REQUIRED TASK:
Copy out the entries exactly, from the first line to the last.

####################

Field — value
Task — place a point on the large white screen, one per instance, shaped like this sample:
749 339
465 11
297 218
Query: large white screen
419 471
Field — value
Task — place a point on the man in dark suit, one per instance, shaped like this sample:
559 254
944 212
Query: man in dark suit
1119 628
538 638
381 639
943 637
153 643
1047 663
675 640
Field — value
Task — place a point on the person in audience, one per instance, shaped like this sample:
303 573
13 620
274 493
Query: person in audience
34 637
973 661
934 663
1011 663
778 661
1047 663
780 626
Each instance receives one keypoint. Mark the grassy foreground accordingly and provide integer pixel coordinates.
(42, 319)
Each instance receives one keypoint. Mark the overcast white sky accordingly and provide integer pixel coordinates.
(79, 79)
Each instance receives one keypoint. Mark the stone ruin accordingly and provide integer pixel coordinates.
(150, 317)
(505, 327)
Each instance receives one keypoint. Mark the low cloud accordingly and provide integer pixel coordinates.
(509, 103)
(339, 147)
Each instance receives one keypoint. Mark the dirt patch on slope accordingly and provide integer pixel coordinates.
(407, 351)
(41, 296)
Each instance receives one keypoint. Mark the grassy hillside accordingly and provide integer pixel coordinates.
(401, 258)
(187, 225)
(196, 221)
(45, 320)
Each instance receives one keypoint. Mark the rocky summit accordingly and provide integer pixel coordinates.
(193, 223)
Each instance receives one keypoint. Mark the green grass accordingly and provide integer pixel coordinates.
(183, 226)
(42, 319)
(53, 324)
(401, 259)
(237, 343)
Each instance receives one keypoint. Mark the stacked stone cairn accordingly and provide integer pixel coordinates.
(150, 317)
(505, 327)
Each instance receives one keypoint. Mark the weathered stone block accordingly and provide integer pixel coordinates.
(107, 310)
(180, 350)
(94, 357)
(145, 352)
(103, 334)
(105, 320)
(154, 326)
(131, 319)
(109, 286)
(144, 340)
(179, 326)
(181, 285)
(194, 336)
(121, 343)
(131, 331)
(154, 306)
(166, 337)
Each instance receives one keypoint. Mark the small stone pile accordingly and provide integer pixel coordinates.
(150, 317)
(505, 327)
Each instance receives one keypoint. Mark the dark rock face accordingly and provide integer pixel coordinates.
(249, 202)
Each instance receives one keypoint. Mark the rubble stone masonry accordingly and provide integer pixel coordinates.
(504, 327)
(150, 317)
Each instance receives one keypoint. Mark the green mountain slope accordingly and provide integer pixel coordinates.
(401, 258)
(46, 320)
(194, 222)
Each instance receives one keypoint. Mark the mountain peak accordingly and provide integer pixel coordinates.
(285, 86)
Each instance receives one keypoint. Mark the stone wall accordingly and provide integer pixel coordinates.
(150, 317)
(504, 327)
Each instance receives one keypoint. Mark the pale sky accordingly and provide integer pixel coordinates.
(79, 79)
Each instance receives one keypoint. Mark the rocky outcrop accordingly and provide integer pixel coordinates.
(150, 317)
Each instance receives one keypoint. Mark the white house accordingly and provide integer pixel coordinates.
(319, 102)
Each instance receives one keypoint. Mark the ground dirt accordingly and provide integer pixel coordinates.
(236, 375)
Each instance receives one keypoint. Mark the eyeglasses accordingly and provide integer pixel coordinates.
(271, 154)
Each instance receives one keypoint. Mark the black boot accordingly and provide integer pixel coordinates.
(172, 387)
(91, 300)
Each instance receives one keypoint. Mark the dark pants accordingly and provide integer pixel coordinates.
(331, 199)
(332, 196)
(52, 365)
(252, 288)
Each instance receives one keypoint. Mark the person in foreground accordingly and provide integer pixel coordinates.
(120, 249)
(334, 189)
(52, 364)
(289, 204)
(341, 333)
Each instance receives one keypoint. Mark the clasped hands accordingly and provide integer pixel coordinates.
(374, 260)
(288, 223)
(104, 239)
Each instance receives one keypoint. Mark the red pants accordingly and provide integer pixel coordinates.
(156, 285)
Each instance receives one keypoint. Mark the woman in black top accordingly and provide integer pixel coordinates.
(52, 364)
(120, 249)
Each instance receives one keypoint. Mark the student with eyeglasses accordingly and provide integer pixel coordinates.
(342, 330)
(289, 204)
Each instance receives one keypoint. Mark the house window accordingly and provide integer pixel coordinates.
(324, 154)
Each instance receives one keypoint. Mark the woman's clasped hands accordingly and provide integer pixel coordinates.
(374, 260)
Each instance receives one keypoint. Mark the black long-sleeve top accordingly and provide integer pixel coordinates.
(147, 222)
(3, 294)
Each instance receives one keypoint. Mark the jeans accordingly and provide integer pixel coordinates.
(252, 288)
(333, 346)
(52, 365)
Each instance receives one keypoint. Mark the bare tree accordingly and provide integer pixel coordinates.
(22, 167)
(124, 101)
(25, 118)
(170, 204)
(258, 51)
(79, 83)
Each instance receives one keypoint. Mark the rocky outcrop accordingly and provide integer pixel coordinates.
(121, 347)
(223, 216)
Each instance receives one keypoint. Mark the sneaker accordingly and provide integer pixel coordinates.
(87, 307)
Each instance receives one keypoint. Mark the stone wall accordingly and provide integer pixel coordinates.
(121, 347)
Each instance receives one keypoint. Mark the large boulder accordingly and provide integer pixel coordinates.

####################

EXPECTED ANSWER:
Field — value
Task — place a point on the large white screen, one per instance, shaped like this sample:
749 339
465 11
297 218
Query: large white screen
419 471
Field — value
Task — place a point on the man in dark suit, one per instance, shaped like this sample:
559 254
944 212
Query: man in dark suit
1119 628
538 638
381 639
943 637
153 643
1047 663
675 640
Field — value
Task — place a point on the person in audience, one per instance, shaped like this sample:
303 573
13 620
274 493
Query: person in audience
34 637
973 661
934 663
1011 663
778 661
1047 663
780 626
Each instance receives one keypoint. Mark the grassy foreground accordingly and provide integer pixel coordinates.
(42, 319)
Each instance receives one keypoint. Mark the overcast white sky accordingly and provide integer pixel coordinates.
(79, 79)
Each instance receives one keypoint. Mark the stone ruin accordingly and provide integer pixel coordinates.
(150, 317)
(505, 327)
Each instance receives one keypoint. Mark the low cloud accordingly and provide integer pixel coordinates.
(509, 103)
(339, 147)
Each instance receives one keypoint. Mark the dirt patch on slope accordingly and provide integer pixel coordinates.
(407, 351)
(41, 296)
Each instance receives one keypoint. Mark the grassy hillside accordingly and provide integer pixel coordinates.
(401, 258)
(187, 225)
(196, 221)
(45, 320)
Each instance receives one keypoint. Mark the rocky summit accordingly and provide integer pixel coordinates.
(193, 223)
Each instance receives one keypoint. Mark the green grass accordingly and provide integer pixel coordinates.
(183, 226)
(42, 319)
(53, 324)
(401, 259)
(237, 343)
Each instance receives one keypoint. Mark the stacked stone cairn accordingly and provide integer pixel coordinates.
(150, 317)
(505, 327)
Each instance receives one keypoint. Mark the weathered stone block accordingly and provide integer pixel coordinates.
(107, 310)
(180, 350)
(94, 357)
(145, 352)
(103, 334)
(105, 320)
(154, 326)
(131, 319)
(109, 286)
(144, 340)
(179, 326)
(181, 285)
(194, 336)
(121, 343)
(131, 331)
(154, 306)
(166, 337)
Each instance receives one keypoint. Mark the small stone pile accordingly and provide integer pixel coordinates.
(150, 317)
(505, 327)
Each instance receives one keypoint. Mark the dark rock face accordingly and provide integer pixel coordinates.
(249, 202)
Each instance receives one keypoint. Mark the rubble stone masonry accordingly and provide integer pixel coordinates.
(504, 327)
(150, 317)
Each instance receives one keypoint. Mark the green mountain slope accordingly and provide integer pixel coordinates.
(401, 258)
(46, 320)
(194, 222)
Each instance receives one keypoint. Mark the mountain peak accordingly and provide integer pixel coordinates.
(285, 86)
Each instance receives one keypoint. Mark the stone wall accordingly and provide integer pixel coordinates.
(150, 317)
(504, 327)
Each instance receives one keypoint. Mark the pale sky accordingly and provide integer pixel coordinates.
(79, 79)
Each instance receives one keypoint. Mark the rocky outcrop accordingly and provide integer pixel coordinates.
(150, 317)
Each instance receives one keypoint. Mark the white house accordingly and provide integer pixel coordinates.
(319, 102)
Each instance receives one keypoint. Mark the ground dirt accordingly and provide integer pixel coordinates.
(236, 375)
Each instance receives one keypoint. Mark the eyeglasses accordingly and provide integer pixel coordinates.
(271, 154)
Each instance receives one keypoint. Mark the black boot accordingly and provide integer pixel coordinates.
(172, 387)
(91, 300)
Each instance receives one keypoint. Mark the dark pants accordingly and provide integer pixel coordinates.
(331, 199)
(332, 196)
(52, 365)
(252, 288)
Each instance receives one keypoint. Mark the person in foreground accordingly and provide integer pixel coordinates.
(120, 249)
(334, 189)
(52, 364)
(289, 204)
(341, 333)
Each instance receives one keypoint. Mark the clasped hands accordingly and provide integer pixel coordinates.
(374, 260)
(288, 223)
(104, 239)
Each instance receives one keypoint. Mark the red pants accordingly and provide integer pixel coordinates.
(156, 285)
Each instance receives one keypoint. Mark the woman in black top accordingly and provide integer pixel coordinates.
(52, 364)
(120, 249)
Each instance receives one keypoint. Mark the student with eyeglasses accordingly and provide integer pixel coordinates.
(342, 330)
(289, 204)
Each instance receives one keypoint. Mark the house window accordingly and provide integer pixel coordinates.
(324, 154)
Each instance receives one keypoint. Mark the woman's clasped hands accordingly and provide integer pixel coordinates.
(374, 260)
Each instance receives one keypoint. Mark the black long-sleeve top accordingly and provide integer pixel coordinates.
(147, 222)
(3, 294)
Each instance receives one keypoint. Mark the jeans accordingly and provide integer pixel coordinates.
(252, 288)
(333, 346)
(52, 365)
Each instance receives one keypoint. Mark the bare tree accordingly and provide integer pixel coordinates.
(22, 167)
(124, 101)
(25, 118)
(170, 204)
(258, 51)
(79, 83)
Each instance receives one keypoint. Mark the rocky outcrop accordingly and provide integer pixel coordinates.
(121, 347)
(223, 216)
Each instance receives one keypoint. Mark the sneaker accordingly and provide integer pixel coordinates.
(87, 307)
Each instance receives one keypoint. Mark the stone wall accordingly and provide integer pixel coordinates.
(121, 347)
Each instance receives one keypoint. Mark the large boulder accordingly and provide integer pixel coordinates.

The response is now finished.